→ WHAT YOU ARE ASKED TO DO
Rewrite the items between the line holding "Where can the orange" and the line holding "point(62, 121)", inclusive, and include the requests. Increase each coordinate in the answer points by 78, and leave the rest of those lines unchanged.

## START MATERIAL FOR THIS TASK

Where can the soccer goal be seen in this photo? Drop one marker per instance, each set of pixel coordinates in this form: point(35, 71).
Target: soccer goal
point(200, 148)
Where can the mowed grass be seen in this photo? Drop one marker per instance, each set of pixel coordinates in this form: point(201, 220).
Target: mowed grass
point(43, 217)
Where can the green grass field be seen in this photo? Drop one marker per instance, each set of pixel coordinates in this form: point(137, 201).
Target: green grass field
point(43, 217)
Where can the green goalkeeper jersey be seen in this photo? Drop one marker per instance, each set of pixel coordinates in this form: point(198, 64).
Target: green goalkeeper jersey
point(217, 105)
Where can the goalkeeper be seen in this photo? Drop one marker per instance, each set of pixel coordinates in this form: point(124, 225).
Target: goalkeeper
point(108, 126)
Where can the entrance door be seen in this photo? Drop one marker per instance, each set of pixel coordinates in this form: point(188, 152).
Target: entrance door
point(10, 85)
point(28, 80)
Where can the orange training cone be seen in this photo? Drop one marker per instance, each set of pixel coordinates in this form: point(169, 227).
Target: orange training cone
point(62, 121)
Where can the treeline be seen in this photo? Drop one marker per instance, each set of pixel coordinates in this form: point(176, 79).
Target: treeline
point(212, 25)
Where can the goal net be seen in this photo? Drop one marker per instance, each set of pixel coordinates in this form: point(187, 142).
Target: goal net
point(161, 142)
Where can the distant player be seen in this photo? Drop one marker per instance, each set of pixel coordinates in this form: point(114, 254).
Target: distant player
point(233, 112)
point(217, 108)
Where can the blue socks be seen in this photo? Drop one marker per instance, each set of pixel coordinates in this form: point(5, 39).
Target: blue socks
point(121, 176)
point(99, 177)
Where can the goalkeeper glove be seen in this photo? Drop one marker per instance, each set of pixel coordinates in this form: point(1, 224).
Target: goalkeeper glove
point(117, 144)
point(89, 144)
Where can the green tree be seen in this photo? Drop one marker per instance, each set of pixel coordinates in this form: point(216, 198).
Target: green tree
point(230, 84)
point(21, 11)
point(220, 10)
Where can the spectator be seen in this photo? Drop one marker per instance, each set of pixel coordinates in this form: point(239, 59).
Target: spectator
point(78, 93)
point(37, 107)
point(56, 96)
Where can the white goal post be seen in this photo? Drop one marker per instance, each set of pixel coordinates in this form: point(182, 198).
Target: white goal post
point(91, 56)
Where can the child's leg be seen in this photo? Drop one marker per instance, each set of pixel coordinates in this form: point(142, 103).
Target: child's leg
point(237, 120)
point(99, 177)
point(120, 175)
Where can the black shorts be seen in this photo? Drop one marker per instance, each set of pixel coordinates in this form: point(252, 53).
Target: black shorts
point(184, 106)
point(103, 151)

## END MATERIAL FOR THIS TASK

→ FINAL RESULT
Where can the orange training cone be seen in this photo? Drop one marker per instance, each set of pixel coordinates in this form: point(169, 227).
Target: orange training cone
point(140, 199)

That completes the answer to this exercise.